_Written exercise_.
Reproduce word for word everything in the material below from the line containing "Note to the class: we label each instance of the hole" down to the line containing "pixel 34 650", including both of those lines.

═══ Data for this task ═══

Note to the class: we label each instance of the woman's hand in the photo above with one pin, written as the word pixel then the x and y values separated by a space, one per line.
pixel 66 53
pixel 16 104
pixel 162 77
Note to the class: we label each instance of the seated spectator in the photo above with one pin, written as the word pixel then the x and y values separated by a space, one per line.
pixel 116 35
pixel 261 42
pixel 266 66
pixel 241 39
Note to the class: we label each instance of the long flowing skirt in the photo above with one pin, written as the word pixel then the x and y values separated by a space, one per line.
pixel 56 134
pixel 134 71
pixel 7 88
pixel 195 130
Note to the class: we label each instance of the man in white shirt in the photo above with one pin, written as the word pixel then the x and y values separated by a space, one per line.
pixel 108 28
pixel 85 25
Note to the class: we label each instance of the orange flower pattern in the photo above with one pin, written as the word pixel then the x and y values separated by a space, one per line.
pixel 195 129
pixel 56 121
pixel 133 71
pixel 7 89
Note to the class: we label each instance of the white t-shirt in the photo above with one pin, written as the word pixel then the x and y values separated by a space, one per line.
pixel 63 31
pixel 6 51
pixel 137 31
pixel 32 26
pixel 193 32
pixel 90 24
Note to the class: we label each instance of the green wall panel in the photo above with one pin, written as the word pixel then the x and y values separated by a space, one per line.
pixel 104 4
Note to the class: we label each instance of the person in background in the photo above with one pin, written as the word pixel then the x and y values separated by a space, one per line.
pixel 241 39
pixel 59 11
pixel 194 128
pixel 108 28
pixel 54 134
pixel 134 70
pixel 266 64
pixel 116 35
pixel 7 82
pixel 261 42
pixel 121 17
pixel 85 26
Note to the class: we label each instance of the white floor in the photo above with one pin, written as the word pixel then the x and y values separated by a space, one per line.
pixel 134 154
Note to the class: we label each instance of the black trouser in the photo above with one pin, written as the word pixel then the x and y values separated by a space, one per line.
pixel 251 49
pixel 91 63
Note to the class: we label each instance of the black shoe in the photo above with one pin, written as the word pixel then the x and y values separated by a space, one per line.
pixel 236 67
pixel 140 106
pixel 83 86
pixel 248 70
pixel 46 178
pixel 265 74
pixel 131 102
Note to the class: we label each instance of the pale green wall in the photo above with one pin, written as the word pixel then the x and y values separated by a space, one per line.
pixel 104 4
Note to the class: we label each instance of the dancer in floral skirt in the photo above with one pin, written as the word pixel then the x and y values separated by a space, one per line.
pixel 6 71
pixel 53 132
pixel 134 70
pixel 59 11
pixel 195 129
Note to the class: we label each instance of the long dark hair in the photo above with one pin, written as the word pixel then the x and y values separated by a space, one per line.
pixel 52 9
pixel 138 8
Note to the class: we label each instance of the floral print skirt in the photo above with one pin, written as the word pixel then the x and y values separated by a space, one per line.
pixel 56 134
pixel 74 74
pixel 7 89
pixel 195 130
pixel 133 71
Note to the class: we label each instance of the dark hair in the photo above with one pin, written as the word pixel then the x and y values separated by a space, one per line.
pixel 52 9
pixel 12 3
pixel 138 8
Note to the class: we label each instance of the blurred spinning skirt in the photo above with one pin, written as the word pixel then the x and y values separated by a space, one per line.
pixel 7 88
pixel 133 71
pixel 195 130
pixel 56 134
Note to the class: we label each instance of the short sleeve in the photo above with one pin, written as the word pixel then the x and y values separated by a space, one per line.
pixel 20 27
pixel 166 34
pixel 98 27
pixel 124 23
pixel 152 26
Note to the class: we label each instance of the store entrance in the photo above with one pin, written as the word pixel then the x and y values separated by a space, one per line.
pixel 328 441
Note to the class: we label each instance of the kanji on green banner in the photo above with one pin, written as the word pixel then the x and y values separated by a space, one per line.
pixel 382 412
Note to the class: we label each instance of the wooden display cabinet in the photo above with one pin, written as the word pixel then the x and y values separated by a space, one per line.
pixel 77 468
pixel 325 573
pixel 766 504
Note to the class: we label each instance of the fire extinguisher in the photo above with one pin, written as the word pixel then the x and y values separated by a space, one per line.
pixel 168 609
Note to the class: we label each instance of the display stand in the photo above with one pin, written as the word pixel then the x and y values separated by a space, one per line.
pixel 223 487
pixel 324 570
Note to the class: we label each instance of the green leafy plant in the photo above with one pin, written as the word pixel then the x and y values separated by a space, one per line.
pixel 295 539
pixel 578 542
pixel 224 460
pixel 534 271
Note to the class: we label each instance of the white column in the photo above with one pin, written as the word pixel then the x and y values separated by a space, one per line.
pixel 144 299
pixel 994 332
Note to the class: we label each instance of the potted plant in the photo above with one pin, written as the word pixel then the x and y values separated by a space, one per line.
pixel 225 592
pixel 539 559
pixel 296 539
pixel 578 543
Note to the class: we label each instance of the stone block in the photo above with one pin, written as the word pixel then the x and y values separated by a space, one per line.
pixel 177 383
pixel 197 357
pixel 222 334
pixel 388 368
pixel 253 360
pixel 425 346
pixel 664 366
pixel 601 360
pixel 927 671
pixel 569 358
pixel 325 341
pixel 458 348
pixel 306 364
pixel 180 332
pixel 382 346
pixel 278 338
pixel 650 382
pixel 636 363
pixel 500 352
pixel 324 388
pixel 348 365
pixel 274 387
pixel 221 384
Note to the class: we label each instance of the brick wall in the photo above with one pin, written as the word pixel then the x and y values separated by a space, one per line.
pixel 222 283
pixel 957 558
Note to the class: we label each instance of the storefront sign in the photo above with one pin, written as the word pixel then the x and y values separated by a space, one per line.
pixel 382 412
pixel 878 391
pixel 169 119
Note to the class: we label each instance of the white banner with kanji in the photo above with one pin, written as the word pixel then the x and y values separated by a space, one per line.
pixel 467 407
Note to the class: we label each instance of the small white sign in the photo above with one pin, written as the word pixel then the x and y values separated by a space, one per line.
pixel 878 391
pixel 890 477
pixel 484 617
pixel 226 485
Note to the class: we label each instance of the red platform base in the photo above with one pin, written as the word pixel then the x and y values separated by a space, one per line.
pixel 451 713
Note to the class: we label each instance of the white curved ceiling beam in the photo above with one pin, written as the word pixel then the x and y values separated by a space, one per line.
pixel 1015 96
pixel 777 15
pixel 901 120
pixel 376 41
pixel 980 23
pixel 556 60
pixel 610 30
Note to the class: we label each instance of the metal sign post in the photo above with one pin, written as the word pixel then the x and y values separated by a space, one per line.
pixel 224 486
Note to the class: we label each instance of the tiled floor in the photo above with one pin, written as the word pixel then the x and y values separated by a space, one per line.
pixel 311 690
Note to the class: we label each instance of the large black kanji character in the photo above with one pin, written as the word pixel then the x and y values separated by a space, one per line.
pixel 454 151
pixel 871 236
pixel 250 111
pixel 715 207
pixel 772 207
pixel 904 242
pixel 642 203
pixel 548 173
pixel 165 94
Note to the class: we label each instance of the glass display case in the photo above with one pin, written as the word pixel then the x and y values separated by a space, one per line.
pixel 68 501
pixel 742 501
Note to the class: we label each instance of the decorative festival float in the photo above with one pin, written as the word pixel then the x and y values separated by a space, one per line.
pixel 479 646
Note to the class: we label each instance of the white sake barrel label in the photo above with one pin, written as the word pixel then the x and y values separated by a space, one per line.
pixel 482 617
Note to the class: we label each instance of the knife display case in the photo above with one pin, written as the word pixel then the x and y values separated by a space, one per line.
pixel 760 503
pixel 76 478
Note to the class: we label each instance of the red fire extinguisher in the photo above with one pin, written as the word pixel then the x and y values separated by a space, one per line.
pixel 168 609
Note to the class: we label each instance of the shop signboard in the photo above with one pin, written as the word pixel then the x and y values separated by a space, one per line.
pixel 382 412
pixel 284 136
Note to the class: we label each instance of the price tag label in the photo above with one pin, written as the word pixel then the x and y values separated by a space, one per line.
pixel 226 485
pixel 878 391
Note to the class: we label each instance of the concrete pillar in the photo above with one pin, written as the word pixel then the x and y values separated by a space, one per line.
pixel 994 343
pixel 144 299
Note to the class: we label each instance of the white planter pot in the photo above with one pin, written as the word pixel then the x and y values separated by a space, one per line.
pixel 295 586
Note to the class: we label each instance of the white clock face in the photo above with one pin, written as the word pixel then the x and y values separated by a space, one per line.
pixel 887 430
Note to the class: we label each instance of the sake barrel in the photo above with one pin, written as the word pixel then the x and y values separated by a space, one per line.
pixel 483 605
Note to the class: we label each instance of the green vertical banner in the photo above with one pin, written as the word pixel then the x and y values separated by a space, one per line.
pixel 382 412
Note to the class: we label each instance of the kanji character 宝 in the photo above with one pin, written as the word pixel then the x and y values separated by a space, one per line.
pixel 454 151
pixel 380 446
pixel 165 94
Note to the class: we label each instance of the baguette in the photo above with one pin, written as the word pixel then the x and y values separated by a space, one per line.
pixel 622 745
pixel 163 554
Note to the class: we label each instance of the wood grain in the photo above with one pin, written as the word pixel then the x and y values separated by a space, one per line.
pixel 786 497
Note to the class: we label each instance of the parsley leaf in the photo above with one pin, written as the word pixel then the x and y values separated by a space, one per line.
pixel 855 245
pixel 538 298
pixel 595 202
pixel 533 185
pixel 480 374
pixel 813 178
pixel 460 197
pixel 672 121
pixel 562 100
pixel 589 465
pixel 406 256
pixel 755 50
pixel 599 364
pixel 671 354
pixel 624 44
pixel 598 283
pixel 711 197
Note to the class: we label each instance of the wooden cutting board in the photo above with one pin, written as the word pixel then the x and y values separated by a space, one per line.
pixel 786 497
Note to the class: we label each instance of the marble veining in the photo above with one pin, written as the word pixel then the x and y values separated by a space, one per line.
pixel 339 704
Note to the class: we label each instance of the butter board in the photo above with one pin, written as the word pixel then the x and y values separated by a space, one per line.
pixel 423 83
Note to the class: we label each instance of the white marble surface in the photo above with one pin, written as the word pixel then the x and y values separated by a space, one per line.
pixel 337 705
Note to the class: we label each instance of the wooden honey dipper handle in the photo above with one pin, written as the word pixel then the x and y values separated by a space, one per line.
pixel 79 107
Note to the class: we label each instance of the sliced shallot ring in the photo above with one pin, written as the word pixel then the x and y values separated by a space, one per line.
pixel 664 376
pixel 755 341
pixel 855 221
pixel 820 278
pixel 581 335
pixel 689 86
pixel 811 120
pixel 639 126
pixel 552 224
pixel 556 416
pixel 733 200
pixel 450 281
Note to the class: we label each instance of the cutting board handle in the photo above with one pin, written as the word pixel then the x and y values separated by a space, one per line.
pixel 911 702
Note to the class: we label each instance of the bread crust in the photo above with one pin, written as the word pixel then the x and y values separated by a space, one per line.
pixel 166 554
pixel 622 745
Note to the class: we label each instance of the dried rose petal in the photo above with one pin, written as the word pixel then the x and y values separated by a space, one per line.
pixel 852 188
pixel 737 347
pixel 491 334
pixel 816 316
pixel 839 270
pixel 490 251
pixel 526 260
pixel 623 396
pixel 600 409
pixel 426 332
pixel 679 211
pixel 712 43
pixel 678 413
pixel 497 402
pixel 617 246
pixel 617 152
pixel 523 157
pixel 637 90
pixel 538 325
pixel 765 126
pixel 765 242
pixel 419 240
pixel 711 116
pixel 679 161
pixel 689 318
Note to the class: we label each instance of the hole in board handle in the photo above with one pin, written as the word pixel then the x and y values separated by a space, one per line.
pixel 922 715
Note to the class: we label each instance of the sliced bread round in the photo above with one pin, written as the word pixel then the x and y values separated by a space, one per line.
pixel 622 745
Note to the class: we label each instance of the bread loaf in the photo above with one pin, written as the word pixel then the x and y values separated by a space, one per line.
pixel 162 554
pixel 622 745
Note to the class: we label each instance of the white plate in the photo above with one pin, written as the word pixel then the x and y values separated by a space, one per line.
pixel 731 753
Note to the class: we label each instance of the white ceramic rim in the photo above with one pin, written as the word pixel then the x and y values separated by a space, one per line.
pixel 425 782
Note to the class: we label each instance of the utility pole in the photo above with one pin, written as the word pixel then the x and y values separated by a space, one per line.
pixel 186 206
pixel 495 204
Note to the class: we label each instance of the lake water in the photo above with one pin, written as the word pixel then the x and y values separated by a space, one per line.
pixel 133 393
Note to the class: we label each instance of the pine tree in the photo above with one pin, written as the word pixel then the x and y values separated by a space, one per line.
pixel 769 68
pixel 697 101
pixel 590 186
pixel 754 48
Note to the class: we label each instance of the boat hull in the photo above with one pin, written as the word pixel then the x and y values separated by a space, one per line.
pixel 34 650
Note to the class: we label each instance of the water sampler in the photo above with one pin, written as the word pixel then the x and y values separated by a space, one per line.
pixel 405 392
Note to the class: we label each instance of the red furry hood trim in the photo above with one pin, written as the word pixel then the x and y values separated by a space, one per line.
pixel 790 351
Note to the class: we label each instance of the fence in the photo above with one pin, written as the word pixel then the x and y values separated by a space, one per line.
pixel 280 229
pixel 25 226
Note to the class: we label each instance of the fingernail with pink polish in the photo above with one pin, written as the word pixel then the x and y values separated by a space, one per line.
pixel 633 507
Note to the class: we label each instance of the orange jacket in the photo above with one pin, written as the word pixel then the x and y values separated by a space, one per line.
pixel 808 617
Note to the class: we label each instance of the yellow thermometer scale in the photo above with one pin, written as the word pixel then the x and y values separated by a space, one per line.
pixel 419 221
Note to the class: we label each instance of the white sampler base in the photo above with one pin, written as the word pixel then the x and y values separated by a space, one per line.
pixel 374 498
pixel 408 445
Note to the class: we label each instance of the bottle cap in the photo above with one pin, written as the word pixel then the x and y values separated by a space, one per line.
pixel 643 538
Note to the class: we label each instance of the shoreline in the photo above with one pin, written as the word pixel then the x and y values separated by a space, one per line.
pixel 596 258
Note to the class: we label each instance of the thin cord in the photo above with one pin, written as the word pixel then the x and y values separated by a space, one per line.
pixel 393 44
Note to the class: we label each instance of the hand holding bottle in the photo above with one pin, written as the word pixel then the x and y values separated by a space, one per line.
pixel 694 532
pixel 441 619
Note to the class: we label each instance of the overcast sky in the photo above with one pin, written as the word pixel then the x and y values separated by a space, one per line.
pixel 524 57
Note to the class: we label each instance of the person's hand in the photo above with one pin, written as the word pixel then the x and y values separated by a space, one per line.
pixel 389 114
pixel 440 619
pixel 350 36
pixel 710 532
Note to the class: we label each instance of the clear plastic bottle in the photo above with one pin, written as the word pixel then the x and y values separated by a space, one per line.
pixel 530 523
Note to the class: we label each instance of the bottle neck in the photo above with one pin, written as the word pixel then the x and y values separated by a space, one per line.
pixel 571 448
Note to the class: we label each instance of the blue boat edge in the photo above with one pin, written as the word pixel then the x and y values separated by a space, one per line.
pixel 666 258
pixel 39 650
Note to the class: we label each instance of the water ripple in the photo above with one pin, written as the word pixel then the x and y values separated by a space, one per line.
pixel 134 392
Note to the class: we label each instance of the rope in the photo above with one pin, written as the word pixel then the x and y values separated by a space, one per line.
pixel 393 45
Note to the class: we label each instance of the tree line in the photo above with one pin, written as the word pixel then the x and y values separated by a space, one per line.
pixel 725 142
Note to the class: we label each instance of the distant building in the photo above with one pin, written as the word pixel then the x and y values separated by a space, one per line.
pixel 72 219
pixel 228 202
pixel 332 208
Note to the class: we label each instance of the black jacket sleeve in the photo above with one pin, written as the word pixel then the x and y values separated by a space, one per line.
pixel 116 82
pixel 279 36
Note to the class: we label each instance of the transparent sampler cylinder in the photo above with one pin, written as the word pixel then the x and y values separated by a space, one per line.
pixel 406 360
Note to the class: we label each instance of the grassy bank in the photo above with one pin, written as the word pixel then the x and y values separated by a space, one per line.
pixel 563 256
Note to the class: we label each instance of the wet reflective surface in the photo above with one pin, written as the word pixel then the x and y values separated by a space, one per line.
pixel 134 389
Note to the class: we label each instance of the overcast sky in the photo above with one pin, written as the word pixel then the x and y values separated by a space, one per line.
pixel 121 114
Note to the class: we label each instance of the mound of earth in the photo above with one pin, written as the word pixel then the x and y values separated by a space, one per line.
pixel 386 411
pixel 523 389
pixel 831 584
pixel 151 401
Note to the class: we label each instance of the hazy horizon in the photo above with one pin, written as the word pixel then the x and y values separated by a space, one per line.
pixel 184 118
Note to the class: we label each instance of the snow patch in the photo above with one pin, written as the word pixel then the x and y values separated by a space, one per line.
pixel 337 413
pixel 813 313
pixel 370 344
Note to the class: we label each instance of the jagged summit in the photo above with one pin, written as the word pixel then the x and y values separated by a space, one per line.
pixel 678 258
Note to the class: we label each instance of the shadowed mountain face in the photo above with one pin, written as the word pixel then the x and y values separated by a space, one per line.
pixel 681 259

═══

_Result_.
Note to the class: we label each instance of the hole in board handle in the photo above with one pin, written as the word pixel then the x and y values separated by a space, one per line.
pixel 922 715
Note to the class: we label each instance of the sliced bread round in the photo above with one pin, written as the word pixel then the x and y values separated by a space, one per line.
pixel 622 745
Note to the class: we label each instance of the bread loaf in the photo above with one pin, written as the word pixel then the x and y values separated by a space, one per line.
pixel 162 554
pixel 622 745
Note to the class: we label each instance of the white plate in the photo above with one pin, written as the word pixel then the x and y values separated by a space, one per line.
pixel 731 753
Note to the class: we label each instance of the white ceramic rim in the photo above with one pin, written as the word pixel then the x and y values separated by a space, one per line.
pixel 425 782
Note to the class: we label each instance of the utility pole in the photo above with one pin, written as the word pixel then the x and y values separated by a space, one per line.
pixel 186 206
pixel 495 204
Note to the class: we label each instance of the lake water in the photo above with one pin, written as the word pixel then the x and y values separated by a space, one per line.
pixel 133 393
Note to the class: we label each instance of the pine tree in the photo above with one pin, written as the word pixel then the x and y values separated by a space, one per line.
pixel 769 68
pixel 697 101
pixel 590 186
pixel 754 48
Note to the class: we label each instance of the boat hull in the photo above with one pin, written as the word pixel then the x and y values separated by a space, one per line.
pixel 34 650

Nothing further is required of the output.